Tasks to carry out
1. Please reproduce the passage of the lesson on tone from "It's not always" up to and including "their desired effect.".
2. Pick up the lesson on tone after its last sentence and keep writing it.

Document
--
Ann has taught university level Film classes and has a Master's Degree in Cinema Studies.

It's not always about what we write, but how we write it. In this lesson, we will learn all about the different kinds of tone and how to make sure that your written words achieve their desired effect.

The Importance of Tone

Okay, let's say that you're dining at a fancy restaurant with your parents and grandparents. You know, the white tablecloth sort of place where you can't wear your sneakers. Now, juxtapose that setting with your basement, hanging out with your best friends playing video games. Obviously, how we act and what we say at the fancy restaurant is going to be totally different than how we act and the language we use with our buddies.

Additionally, how we speak is going to be totally different as well. How loudly we talk, the pitch we use to say things, and the words we choose are all a part of something called tone. Tone, in essence, is all about attitude.

Let's say that you're upset that your friend is an hour late, and now you're going to miss the movie that you've been dying to see. Think about the different ways you would say the following sentence based solely upon your attitude:

  • Thanks for being on time.

Now, let's say that your friend was actually on time, and you will be able to see the movie:

  • Thanks for being on time.

Same exact words, totally different effect.

In the first instance, your tone would be sarcastic and angry. It would be obvious to your friend that you're upset. You would want him to feel badly for being late. In the second example, your tone would be happy and excited, and your friend would feel appreciated for his punctuality.
--
Annotation dataset items
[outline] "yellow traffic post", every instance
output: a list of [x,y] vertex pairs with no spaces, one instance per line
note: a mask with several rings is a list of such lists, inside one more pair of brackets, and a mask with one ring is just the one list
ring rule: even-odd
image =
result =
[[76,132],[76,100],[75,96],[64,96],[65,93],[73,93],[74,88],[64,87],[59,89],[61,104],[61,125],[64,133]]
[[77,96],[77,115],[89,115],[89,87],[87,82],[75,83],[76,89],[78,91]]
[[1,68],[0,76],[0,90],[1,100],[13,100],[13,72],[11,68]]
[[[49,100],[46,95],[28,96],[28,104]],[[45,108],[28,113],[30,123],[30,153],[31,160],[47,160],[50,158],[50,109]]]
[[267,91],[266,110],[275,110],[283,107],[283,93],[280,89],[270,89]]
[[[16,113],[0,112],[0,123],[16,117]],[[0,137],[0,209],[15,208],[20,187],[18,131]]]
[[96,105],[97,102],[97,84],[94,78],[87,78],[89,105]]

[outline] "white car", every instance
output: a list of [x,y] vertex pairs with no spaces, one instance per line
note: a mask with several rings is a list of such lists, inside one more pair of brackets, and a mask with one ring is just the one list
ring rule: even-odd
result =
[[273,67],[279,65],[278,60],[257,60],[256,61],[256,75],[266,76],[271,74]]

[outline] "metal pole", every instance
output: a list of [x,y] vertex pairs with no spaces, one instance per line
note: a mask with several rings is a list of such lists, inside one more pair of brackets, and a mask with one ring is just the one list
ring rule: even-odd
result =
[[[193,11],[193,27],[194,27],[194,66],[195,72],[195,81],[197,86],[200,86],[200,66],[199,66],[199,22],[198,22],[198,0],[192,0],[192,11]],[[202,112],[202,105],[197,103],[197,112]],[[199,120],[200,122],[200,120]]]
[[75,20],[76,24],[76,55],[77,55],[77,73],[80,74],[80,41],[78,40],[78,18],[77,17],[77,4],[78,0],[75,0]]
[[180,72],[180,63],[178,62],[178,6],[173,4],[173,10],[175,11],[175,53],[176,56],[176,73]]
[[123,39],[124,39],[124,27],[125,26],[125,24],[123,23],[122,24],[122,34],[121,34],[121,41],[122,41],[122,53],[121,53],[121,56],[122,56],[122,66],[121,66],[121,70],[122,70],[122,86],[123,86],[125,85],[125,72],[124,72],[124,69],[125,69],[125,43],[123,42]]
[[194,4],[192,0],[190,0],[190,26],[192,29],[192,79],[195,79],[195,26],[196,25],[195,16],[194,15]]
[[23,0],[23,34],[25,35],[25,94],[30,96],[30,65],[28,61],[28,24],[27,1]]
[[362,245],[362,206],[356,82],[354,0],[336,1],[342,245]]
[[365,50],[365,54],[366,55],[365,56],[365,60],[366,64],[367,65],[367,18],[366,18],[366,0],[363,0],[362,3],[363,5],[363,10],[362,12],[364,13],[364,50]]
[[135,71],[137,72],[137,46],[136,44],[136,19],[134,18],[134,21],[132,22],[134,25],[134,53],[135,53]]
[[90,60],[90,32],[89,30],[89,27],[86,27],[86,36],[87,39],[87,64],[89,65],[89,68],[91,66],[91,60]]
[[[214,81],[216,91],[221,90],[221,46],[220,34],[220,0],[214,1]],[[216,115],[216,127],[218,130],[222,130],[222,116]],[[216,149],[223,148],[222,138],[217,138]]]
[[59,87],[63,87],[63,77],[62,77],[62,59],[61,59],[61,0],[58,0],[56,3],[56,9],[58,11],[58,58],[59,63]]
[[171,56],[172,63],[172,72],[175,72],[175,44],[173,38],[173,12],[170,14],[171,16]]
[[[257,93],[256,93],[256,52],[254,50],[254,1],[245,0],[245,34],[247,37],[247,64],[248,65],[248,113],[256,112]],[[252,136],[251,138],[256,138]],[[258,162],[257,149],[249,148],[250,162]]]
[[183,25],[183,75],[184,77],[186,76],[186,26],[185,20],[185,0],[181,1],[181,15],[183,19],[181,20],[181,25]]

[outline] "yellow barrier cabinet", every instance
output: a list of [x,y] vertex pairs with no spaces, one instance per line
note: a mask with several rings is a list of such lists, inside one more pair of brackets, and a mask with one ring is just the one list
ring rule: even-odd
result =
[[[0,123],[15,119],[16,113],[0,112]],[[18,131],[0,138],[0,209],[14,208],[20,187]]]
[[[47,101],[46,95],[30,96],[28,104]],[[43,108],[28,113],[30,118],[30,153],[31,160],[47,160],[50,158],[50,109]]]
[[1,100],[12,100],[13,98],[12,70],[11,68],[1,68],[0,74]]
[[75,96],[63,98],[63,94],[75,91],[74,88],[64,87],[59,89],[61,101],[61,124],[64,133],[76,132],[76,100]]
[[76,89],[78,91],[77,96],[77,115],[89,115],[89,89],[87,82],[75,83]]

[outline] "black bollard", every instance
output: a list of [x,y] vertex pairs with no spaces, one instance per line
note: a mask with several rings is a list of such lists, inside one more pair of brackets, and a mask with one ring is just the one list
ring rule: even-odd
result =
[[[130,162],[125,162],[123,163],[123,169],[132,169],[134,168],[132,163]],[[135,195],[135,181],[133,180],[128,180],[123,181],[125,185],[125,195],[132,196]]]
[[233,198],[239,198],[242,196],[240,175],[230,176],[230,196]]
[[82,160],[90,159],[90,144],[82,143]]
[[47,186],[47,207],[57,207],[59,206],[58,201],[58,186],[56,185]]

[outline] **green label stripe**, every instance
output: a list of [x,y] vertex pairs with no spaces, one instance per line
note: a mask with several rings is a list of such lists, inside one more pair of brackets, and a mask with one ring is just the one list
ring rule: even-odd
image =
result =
--
Per-task outputs
1.
It's not always about what we write, but how we write it. In this lesson, we will learn all about the different kinds of tone and how to make sure that your written words achieve their desired effect.

2.
What are the ways that you would change your vocal range between the two sentences to convey your attitude? How about your body language? Facial expressions? Intonation?

Tones for Specific Types of Writing

Of course, when you're writing, the reader can't hear your words; however, how we put our written sentences together and the words we opt to use will ultimately pass along the attitude, or tone, that we're trying to convey.

You have to decide if what you're writing, be it a college essay, journal entry, or letter to your friend, is going to be formal or informal. The best way to make this decision is by asking yourself, 'Who is going to be reading it?' If it's your teacher or it's a college review board, you're obviously going to be more formal with your words. You should avoid contractions, jargon, and slang. Don't use a conversational tone.

We can even break this down further. Let's say that you're writing an argumentative essay on the abortion debate for your history class. Argumentative essays use persuasive language. In fact, that's the whole point of an argumentative essay: to try and sway the reader to the side of the writer. Your language will be formal but forceful.

Now, let's say that you've been asked to write a reflection essay on your summer vacation for English class. This is still a formal five-paragraph essay; however, your tone will be less serious. Perhaps, you will take a humorous angle and tell an anecdote about running into your principal while on an island 3,000 miles away from where you live.

If you're writing a letter to a friend who is away at college, then obviously your tone is going to be light and informal. You're not going to worry about using idioms or slang references. You will be writing your letter almost in the same manner you would as if you were having a face-to-face conversation.